:: DATA ROWS
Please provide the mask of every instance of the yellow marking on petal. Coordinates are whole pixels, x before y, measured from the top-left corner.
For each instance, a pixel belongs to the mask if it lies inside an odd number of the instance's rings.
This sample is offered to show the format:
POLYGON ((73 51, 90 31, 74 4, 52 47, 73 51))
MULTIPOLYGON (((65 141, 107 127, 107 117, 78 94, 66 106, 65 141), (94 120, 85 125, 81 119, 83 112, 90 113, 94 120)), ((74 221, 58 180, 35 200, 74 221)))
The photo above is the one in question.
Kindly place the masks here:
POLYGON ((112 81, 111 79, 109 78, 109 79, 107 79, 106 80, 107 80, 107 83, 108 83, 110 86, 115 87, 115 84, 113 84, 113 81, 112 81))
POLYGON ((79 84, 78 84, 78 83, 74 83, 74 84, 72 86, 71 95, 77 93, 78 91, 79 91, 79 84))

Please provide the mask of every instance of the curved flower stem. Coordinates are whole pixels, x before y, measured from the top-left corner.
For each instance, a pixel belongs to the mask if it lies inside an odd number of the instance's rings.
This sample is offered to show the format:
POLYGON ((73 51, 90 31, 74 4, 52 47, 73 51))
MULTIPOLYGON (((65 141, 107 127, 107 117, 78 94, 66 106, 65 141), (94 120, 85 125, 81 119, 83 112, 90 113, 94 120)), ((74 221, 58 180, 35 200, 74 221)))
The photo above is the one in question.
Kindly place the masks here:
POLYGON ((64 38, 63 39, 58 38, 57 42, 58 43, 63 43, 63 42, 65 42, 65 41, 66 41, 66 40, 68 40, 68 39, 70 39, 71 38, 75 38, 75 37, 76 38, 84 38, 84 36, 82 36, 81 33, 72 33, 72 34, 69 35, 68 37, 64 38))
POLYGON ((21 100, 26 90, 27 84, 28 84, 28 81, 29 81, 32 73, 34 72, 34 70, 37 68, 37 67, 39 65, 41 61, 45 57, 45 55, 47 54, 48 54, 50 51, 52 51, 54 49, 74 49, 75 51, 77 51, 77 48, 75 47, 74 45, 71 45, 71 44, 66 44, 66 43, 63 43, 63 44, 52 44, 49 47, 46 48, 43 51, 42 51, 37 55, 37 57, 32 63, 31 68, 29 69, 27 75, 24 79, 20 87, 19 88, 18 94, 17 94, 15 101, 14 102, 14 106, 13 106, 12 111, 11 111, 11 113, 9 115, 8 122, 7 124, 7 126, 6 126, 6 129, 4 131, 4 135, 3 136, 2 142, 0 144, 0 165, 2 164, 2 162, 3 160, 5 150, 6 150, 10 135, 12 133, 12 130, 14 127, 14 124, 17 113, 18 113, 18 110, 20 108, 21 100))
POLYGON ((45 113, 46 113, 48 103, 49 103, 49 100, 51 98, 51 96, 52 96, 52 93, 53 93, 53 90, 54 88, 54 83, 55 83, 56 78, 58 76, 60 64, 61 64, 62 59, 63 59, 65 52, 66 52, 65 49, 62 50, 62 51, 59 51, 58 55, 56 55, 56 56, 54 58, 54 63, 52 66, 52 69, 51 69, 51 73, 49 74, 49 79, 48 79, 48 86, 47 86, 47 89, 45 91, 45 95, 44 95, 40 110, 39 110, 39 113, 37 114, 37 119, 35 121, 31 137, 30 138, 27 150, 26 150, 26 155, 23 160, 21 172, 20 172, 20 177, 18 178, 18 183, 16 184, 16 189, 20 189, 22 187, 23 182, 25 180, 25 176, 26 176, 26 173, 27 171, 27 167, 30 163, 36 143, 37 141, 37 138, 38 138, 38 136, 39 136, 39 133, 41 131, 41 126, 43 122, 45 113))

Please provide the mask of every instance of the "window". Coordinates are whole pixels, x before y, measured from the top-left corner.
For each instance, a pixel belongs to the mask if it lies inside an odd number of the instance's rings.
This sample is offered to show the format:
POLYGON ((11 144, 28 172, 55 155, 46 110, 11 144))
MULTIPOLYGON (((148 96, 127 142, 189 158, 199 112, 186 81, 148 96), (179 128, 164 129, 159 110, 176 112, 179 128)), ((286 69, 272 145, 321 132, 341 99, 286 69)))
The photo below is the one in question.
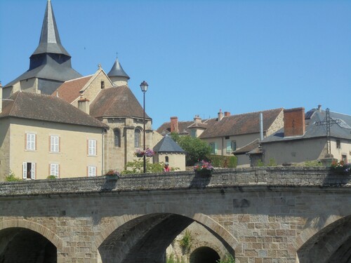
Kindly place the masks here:
POLYGON ((22 178, 35 179, 35 163, 23 163, 22 178))
POLYGON ((95 166, 88 166, 88 176, 96 176, 96 167, 95 166))
POLYGON ((60 151, 60 137, 54 135, 50 136, 50 151, 60 151))
POLYGON ((96 155, 96 140, 88 140, 88 155, 96 155))
POLYGON ((55 175, 56 178, 58 178, 59 165, 58 163, 50 163, 50 175, 55 175))
POLYGON ((237 149, 237 141, 232 141, 232 151, 237 149))
POLYGON ((139 148, 140 147, 140 130, 135 129, 134 131, 134 147, 135 148, 139 148))
POLYGON ((211 153, 217 154, 217 144, 216 142, 210 142, 211 153))
POLYGON ((113 130, 113 134, 114 135, 114 146, 117 147, 121 147, 121 132, 119 129, 113 130))
POLYGON ((27 150, 34 151, 36 146, 36 137, 34 133, 26 134, 26 147, 27 150))

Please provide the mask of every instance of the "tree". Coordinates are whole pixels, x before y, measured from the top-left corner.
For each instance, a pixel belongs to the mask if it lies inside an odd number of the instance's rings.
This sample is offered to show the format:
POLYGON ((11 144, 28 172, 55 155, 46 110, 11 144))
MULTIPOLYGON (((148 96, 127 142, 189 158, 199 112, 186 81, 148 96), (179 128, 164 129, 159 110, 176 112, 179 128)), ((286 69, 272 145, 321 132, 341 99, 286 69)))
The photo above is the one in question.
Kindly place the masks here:
POLYGON ((178 133, 171 133, 171 137, 183 149, 187 151, 185 158, 187 166, 193 166, 200 160, 207 160, 211 154, 211 147, 206 142, 197 137, 189 135, 179 135, 178 133))

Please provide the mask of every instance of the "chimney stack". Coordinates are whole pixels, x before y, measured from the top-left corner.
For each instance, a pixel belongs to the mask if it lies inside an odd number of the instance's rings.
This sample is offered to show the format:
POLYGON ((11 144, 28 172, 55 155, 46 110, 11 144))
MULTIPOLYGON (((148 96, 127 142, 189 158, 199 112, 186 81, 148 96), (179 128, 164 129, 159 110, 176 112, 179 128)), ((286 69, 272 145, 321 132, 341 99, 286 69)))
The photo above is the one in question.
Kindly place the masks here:
POLYGON ((221 121, 223 119, 223 113, 222 112, 222 109, 220 109, 220 112, 218 112, 218 121, 221 121))
POLYGON ((179 133, 178 117, 171 117, 171 133, 179 133))
POLYGON ((299 136, 305 134, 305 108, 284 110, 284 137, 299 136))
POLYGON ((89 114, 89 100, 88 99, 80 99, 78 100, 78 109, 79 109, 83 112, 89 114))
POLYGON ((199 115, 195 115, 195 116, 194 117, 194 122, 195 123, 201 123, 202 122, 201 119, 199 115))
::::
## EXERCISE PROMPT:
Reproduce every one of the entries above word for word, leaving out the pictures.

## SOLUTION FOR THIS TASK:
Please provide the mask of every instance of the yellow marking on petal. Coordinates are whole pixels, x before y, measured from the top-left corner.
For each instance, a pixel belongs to the mask if it lies inside an odd number of the instance's rings.
This sample is offered to show the format:
POLYGON ((73 51, 90 31, 74 4, 52 47, 73 51))
MULTIPOLYGON (((65 141, 107 127, 107 117, 78 94, 66 106, 65 141), (94 120, 85 125, 81 119, 83 112, 90 113, 94 120)), ((74 221, 58 180, 35 200, 74 221)))
The photo above is the one in question.
Kindly place the masks here:
POLYGON ((112 81, 111 79, 109 78, 109 79, 107 79, 106 80, 107 80, 107 83, 108 83, 110 86, 115 87, 115 84, 113 84, 113 81, 112 81))
POLYGON ((79 84, 78 84, 78 83, 74 83, 74 84, 72 86, 71 95, 77 93, 78 91, 79 91, 79 84))

Please provide the mask of every instance of the curved flower stem. Coordinates are whole pixels, x before y, measured from the top-left corner.
For each instance, a pixel belongs to the mask if it lies inside an odd number of the instance's rings.
This sample is offered to show the format:
POLYGON ((73 51, 90 31, 74 4, 52 47, 73 51))
MULTIPOLYGON (((65 141, 107 127, 107 117, 78 94, 66 106, 65 141), (94 120, 85 125, 81 119, 83 112, 90 113, 94 120)), ((74 221, 58 180, 35 200, 74 221)))
The photo above is the one in question.
Kindly place the masks here:
POLYGON ((64 38, 63 39, 58 38, 57 42, 58 43, 63 43, 63 42, 65 42, 65 41, 66 41, 66 40, 68 40, 68 39, 70 39, 71 38, 75 38, 75 37, 76 38, 84 38, 84 36, 82 36, 81 33, 72 33, 72 34, 69 35, 68 37, 64 38))
POLYGON ((21 100, 26 90, 27 84, 28 84, 28 81, 29 81, 32 73, 34 72, 34 70, 37 68, 37 67, 39 65, 41 61, 45 57, 45 55, 47 54, 48 54, 50 51, 52 51, 54 49, 74 49, 75 51, 77 51, 77 48, 75 47, 74 45, 71 45, 71 44, 66 44, 66 43, 63 43, 63 44, 52 44, 49 47, 46 48, 43 51, 42 51, 37 55, 37 57, 32 63, 31 68, 29 69, 27 75, 24 79, 20 87, 19 88, 18 94, 17 94, 15 101, 14 102, 14 106, 13 106, 12 111, 11 111, 11 113, 9 115, 8 122, 7 124, 7 126, 6 126, 6 129, 4 131, 4 135, 3 136, 2 142, 0 144, 0 165, 2 164, 2 162, 3 160, 5 150, 6 150, 10 135, 12 133, 12 130, 14 127, 14 124, 17 113, 18 113, 18 110, 20 108, 21 100))
POLYGON ((45 113, 46 113, 48 103, 49 103, 49 100, 51 98, 51 96, 52 96, 52 93, 53 93, 53 90, 54 88, 54 83, 55 83, 56 78, 58 76, 60 64, 61 64, 62 59, 63 59, 65 52, 66 52, 65 49, 62 50, 62 51, 59 51, 58 55, 56 55, 56 56, 54 58, 54 63, 52 66, 52 69, 51 69, 51 73, 49 74, 49 79, 48 79, 48 86, 47 86, 47 89, 45 91, 45 95, 44 95, 40 110, 39 110, 39 113, 37 114, 37 119, 35 121, 31 137, 30 138, 27 150, 26 150, 26 155, 23 160, 21 172, 20 172, 20 177, 18 178, 18 183, 16 184, 16 189, 20 189, 22 187, 23 182, 25 180, 25 176, 26 176, 26 173, 27 171, 27 167, 30 163, 36 143, 37 141, 37 138, 38 138, 38 136, 39 136, 39 133, 41 131, 41 126, 43 122, 45 113))

Please provide the mask of every instance of the "window". Coordinates are whole pixels, x before y, measured from the top-left corner.
For each instance, a pixel belongs to the mask if it lies inside an odd number of the instance's rings.
This sample is offered to show the format:
POLYGON ((11 144, 28 172, 55 155, 46 110, 11 144))
MULTIPOLYGON (((148 96, 127 142, 189 158, 199 112, 186 81, 148 96), (179 128, 164 129, 159 110, 176 112, 179 128)), ((286 69, 272 145, 321 132, 341 99, 286 69)))
The photo below is the one in question.
Kindly place the masks here:
POLYGON ((22 178, 35 179, 35 163, 23 163, 22 178))
POLYGON ((95 166, 88 166, 88 176, 96 176, 96 167, 95 166))
POLYGON ((60 151, 60 137, 54 135, 50 136, 50 151, 60 151))
POLYGON ((96 155, 96 140, 88 140, 88 155, 96 155))
POLYGON ((55 175, 56 178, 58 178, 59 165, 58 163, 50 163, 50 175, 55 175))
POLYGON ((237 149, 237 141, 232 141, 232 151, 237 149))
POLYGON ((139 148, 140 147, 140 130, 135 129, 134 131, 134 147, 135 148, 139 148))
POLYGON ((211 153, 217 154, 217 144, 216 142, 210 142, 211 153))
POLYGON ((113 130, 113 134, 114 135, 114 146, 117 147, 121 147, 121 132, 119 129, 113 130))
POLYGON ((27 150, 34 151, 36 146, 36 137, 34 133, 26 134, 26 147, 27 150))

Please provide the mask of every instance of the "tree". Coordinates are whole pixels, x before y, measured from the top-left corner.
For each instance, a pixel belongs to the mask if it lies inside an odd number of the instance's rings.
This sample is offered to show the format:
POLYGON ((11 144, 28 172, 55 155, 46 110, 11 144))
MULTIPOLYGON (((148 96, 127 142, 189 158, 199 112, 186 81, 148 96), (179 128, 164 129, 159 110, 176 112, 179 128)), ((286 69, 272 145, 321 132, 341 99, 286 69)))
The photo above is the one in question.
Kindly place the masks here:
POLYGON ((178 133, 171 133, 171 137, 183 149, 187 151, 185 158, 187 166, 193 166, 200 160, 207 160, 211 154, 211 147, 206 142, 197 137, 189 135, 179 135, 178 133))

Please provide the mask of every instance of the "chimney stack". Coordinates are whole pixels, x before y, measured from the top-left corner.
For each instance, a pixel belongs to the mask if it lies inside an odd number of the instance's rings.
This sample is offered to show the format:
POLYGON ((11 144, 28 172, 55 155, 46 110, 11 144))
MULTIPOLYGON (((148 96, 127 142, 189 158, 199 112, 186 81, 148 96), (179 128, 164 129, 159 110, 176 112, 179 128)), ((286 69, 272 145, 321 132, 341 99, 286 69)))
The photo above is the one in question.
Kindly place the masks here:
POLYGON ((221 121, 223 119, 223 113, 222 112, 222 109, 220 109, 220 112, 218 112, 218 121, 221 121))
POLYGON ((179 133, 178 117, 171 117, 171 133, 179 133))
POLYGON ((299 136, 305 134, 305 108, 284 110, 284 137, 299 136))
POLYGON ((89 114, 89 100, 88 99, 80 99, 78 100, 78 109, 79 109, 83 112, 89 114))
POLYGON ((199 115, 195 115, 195 116, 194 117, 194 122, 195 123, 201 123, 202 122, 201 119, 199 115))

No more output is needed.